DOCUMENT SECTION:
******

But Gorsuch’s argument ignores the dramatic decrease in all civil trials over the past several decades. In all civil cases, not just libel suits, trials have largely been replaced by settlements. Such settlements, including in libel cases, can reach many millions of dollars.

For the new report, MLRC collected data from 12 major news media companies about more than 200 libel complaints they collectively received since 2009. That data reveals no evidence that the number of media libel cases has decreased in recent years. Rather, it validates the perception of news media companies and their lawyers that the number of cases has increased. The total cases in just that sample rose from 74 to 115 in the period from 2016 to 2021 compared to the preceding six years.

In our experience, these cases are not typically intended to secure compensation for actual injury to reputation. Instead, they are intended to punish the media for speaking truth to power and to dissuade it from doing so in the future. And many of these cases are funded not by the allegedly aggrieved plaintiff, but by wealthy individuals and institutions with ideological or political axes to grind and scores to settle.

As for the contemporary “media landscape,” Gorsuch confuses the role played by social media platforms that act as distributors of content created by others, with the very different function performed by the news media. The ills that Gorsuch rightly condemns — the distribution of irresponsible and often dangerous misinformation — are not a creature of the press or of Sullivan, but rather of Section 230 of the Communications Decency Act, which does “immunize” online platforms from liability arising from the content they disseminate.

******

DATA EXTRACT:
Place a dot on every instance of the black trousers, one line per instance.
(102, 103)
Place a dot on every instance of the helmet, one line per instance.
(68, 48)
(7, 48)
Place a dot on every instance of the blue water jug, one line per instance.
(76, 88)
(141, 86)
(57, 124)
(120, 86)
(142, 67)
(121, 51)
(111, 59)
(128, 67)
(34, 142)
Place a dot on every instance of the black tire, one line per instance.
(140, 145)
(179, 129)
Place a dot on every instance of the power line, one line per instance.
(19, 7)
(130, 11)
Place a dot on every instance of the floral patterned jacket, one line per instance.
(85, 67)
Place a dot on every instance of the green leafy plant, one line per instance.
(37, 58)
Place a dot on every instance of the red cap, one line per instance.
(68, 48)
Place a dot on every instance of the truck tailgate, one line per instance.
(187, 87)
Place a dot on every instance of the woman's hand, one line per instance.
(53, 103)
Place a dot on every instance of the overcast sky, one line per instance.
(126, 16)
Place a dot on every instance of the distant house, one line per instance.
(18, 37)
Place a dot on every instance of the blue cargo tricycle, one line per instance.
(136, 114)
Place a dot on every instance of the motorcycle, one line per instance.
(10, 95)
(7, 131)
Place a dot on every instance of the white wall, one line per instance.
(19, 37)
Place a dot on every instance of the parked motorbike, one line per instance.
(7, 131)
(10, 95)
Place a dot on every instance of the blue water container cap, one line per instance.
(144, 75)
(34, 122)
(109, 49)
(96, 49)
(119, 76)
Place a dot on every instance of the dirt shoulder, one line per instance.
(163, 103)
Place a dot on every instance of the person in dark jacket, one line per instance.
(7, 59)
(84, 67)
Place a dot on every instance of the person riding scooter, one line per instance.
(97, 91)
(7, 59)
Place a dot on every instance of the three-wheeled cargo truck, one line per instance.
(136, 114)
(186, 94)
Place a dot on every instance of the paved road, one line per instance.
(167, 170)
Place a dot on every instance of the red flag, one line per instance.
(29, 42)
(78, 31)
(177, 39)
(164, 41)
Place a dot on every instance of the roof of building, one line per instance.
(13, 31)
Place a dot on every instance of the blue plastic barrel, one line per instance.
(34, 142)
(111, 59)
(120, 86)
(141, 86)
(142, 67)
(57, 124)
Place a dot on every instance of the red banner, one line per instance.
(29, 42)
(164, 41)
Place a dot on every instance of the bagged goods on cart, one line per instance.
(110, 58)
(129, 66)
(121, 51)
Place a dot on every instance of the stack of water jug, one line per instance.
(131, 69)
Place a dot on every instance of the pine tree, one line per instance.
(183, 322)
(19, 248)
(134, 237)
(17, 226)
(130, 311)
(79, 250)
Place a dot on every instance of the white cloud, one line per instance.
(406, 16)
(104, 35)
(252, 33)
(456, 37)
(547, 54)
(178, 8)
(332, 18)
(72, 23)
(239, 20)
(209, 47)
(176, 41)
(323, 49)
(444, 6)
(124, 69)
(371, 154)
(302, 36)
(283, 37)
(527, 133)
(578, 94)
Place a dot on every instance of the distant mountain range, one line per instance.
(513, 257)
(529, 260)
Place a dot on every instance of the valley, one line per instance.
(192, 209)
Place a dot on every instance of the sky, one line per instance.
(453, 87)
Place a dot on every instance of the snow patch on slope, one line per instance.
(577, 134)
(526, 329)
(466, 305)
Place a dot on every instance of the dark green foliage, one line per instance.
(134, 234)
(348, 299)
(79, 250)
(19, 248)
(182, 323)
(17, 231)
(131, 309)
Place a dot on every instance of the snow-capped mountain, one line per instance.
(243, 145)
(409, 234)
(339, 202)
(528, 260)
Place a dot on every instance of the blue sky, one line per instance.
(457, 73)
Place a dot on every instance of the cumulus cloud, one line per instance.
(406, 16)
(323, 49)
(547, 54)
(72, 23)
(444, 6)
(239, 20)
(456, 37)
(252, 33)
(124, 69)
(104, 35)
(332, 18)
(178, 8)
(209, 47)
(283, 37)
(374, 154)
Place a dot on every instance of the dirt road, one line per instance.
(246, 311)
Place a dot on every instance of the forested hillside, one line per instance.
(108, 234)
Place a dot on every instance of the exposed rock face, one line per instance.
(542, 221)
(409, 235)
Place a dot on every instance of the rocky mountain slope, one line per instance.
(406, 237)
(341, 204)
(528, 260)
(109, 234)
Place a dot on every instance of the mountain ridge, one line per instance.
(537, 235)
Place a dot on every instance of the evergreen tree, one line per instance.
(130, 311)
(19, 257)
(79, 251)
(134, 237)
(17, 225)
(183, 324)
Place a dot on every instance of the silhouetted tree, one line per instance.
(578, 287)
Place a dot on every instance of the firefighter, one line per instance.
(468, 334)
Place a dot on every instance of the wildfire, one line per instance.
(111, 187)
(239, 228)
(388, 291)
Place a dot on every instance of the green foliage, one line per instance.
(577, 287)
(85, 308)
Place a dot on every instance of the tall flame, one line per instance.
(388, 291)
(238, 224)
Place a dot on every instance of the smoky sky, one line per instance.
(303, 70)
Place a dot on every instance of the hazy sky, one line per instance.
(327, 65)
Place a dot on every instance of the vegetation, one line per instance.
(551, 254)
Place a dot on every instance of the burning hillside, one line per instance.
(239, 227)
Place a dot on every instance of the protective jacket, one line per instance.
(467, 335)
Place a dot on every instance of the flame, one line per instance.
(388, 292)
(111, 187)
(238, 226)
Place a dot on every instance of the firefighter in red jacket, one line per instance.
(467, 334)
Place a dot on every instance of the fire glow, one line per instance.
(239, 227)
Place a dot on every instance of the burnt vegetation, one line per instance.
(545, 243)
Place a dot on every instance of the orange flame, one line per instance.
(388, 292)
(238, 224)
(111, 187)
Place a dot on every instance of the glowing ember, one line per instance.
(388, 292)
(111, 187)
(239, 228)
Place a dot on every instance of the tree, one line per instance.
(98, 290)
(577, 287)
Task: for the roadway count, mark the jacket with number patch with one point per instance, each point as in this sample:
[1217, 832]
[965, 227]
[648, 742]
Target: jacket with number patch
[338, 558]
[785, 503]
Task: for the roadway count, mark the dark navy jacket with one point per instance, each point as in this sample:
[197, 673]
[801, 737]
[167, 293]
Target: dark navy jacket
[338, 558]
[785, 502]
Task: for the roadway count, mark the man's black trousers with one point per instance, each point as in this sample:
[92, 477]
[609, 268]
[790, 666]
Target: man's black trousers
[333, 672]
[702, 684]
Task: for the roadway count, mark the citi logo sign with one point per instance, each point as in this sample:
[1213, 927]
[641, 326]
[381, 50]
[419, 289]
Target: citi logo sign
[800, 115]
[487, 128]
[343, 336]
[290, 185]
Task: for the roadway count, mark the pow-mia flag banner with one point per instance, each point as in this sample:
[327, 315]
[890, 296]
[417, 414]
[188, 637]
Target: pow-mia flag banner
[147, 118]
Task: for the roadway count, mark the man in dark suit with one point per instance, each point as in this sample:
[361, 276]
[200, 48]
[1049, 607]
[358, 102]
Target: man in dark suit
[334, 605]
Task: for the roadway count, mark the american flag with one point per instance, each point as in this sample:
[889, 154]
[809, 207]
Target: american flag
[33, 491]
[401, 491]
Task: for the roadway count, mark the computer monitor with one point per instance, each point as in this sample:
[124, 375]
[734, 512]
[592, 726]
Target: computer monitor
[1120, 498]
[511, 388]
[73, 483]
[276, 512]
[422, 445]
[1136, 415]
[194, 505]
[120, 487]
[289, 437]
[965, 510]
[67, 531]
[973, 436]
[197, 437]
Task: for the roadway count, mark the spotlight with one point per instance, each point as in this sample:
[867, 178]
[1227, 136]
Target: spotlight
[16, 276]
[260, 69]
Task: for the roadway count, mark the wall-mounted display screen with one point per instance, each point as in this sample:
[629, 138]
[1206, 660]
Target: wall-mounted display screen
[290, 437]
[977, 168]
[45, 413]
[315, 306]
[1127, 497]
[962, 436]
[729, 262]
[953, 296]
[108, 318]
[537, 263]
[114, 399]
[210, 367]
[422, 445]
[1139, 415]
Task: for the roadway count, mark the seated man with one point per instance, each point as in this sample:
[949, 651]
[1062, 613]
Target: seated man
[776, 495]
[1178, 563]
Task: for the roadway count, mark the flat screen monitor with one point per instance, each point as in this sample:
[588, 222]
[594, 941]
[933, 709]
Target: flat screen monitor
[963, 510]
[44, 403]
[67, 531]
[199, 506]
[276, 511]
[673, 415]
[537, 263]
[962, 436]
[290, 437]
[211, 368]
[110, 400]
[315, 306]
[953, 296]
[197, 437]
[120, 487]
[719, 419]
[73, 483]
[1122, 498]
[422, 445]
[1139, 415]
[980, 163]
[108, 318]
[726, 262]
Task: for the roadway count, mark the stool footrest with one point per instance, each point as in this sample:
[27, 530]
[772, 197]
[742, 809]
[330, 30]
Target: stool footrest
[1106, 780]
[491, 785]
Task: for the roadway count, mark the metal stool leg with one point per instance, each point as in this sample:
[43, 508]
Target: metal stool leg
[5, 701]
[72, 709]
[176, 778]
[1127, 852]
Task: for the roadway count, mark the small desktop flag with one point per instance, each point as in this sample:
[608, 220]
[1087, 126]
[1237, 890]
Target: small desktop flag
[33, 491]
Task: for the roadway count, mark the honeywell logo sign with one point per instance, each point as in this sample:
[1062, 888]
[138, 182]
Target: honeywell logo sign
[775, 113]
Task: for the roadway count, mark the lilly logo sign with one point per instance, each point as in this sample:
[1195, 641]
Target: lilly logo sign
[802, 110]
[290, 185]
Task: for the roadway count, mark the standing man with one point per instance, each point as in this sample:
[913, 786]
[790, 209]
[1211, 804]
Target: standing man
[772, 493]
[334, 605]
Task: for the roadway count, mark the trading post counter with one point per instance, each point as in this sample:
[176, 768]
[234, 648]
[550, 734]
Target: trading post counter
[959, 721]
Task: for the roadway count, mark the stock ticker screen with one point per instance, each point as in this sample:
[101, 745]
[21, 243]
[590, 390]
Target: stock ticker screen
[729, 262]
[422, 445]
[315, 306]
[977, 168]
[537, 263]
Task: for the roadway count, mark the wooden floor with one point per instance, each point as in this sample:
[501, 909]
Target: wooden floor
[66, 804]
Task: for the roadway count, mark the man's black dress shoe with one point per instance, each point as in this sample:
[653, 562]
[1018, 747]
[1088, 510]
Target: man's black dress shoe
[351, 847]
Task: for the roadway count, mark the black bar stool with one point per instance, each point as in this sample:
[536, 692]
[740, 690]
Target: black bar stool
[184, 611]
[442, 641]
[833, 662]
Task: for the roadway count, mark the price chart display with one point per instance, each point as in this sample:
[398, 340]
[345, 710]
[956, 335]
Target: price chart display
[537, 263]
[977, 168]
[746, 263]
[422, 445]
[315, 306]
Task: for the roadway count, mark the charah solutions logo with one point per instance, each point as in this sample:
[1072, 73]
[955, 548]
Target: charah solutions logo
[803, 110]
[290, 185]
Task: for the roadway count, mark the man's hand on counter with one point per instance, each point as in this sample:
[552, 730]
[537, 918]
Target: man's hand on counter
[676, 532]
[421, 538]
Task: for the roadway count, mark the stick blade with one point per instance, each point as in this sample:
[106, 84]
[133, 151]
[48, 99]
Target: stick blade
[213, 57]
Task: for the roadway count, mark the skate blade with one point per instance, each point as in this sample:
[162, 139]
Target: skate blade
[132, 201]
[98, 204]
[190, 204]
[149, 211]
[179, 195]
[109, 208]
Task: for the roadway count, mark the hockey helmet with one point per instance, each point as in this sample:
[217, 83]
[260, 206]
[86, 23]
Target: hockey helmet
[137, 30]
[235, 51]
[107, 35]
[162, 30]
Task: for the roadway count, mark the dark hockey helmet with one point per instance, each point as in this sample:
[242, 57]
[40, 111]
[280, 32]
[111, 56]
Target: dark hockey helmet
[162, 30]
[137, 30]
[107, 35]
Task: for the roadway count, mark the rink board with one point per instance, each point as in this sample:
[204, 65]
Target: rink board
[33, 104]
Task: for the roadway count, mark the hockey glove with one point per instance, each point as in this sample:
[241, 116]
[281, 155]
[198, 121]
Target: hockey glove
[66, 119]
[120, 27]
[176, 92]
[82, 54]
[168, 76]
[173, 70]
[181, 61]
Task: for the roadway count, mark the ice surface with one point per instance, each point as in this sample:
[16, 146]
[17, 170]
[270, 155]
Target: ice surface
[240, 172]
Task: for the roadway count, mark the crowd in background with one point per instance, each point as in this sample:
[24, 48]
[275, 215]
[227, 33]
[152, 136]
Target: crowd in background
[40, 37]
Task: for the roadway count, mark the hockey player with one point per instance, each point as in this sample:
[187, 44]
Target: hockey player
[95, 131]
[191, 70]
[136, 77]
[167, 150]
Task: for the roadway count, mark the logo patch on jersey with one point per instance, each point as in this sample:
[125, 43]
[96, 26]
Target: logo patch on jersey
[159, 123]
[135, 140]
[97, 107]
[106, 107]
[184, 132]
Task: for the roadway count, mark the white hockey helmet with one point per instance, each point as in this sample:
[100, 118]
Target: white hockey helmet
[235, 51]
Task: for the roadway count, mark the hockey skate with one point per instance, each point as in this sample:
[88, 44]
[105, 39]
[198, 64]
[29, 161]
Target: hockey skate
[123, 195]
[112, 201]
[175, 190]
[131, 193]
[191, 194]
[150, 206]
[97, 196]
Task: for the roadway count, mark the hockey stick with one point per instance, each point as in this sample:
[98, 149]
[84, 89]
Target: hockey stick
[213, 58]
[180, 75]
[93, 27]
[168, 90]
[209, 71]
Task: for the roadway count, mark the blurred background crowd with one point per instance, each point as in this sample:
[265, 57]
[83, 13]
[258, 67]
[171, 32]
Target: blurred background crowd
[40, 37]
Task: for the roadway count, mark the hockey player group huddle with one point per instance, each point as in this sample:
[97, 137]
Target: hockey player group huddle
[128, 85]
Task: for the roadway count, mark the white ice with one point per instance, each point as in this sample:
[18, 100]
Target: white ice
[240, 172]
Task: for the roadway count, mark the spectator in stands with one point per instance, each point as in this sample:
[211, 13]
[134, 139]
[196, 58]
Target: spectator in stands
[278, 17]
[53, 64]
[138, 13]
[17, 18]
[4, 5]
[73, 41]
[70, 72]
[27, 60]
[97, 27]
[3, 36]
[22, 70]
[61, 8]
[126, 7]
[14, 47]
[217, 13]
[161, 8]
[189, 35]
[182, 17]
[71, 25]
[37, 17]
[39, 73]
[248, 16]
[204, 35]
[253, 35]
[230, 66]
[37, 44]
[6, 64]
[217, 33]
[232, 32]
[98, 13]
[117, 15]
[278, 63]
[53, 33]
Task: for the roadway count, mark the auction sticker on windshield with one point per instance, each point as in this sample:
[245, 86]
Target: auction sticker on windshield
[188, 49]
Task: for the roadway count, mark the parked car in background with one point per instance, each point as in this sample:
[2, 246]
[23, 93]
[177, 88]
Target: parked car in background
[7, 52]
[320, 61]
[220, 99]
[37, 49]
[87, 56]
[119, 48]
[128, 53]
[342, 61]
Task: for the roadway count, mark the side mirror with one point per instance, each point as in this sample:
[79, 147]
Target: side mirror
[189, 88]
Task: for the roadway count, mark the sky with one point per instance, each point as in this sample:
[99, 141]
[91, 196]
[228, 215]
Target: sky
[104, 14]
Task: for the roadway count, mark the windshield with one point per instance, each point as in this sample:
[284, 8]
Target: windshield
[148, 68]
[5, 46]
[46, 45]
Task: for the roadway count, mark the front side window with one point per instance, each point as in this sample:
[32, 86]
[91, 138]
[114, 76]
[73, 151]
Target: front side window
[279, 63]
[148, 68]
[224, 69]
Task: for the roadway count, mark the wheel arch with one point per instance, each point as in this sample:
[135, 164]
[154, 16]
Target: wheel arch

******

TASKS TO CARRY OUT:
A: In the libel article, from how many major news media companies did MLRC collect data?
B: Retype everything in the libel article from "But Gorsuch’s argument" down to "preceding six years.".
C: Write what comes next in the libel article, picking up after its final sentence.
The items are separate from the libel article.

TASK RESPONSES:
A: 12

B:
But Gorsuch’s argument ignores the dramatic decrease in all civil trials over the past several decades. In all civil cases, not just libel suits, trials have largely been replaced by settlements. Such settlements, including in libel cases, can reach many millions of dollars.

For the new report, MLRC collected data from 12 major news media companies about more than 200 libel complaints they collectively received since 2009. That data reveals no evidence that the number of media libel cases has decreased in recent years. Rather, it validates the perception of news media companies and their lawyers that the number of cases has increased. The total cases in just that sample rose from 74 to 115 in the period from 2016 to 2021 compared to the preceding six years.

C:
Make no mistake, but for Sullivan, libel lawsuits brought by powerful persons would — as William J. Brennan Jr. wrote in Sullivan — deter “critics of official conduct . . . from voicing their criticism, even though it is believed to be true and even though it is, in fact, true, because of doubt whether it can be proved in court or fear of the expense of having to do so.”

This is an era where the number of news outlets has decreased dramatically, resulting in a reduction of coverage of local governments. The last thing we need is a greater disincentive to report about corruption in and negligence by local officials and institutions because of the threat of financially devastating libel suits arising from honest errors.

In short, what was true in 1964 remains true today: A libel law regime without “breathing space” for unintentional falsehoods will inevitably result in significantly less debate on public issues by an informed citizenry — the lifeblood of a functioning democracy.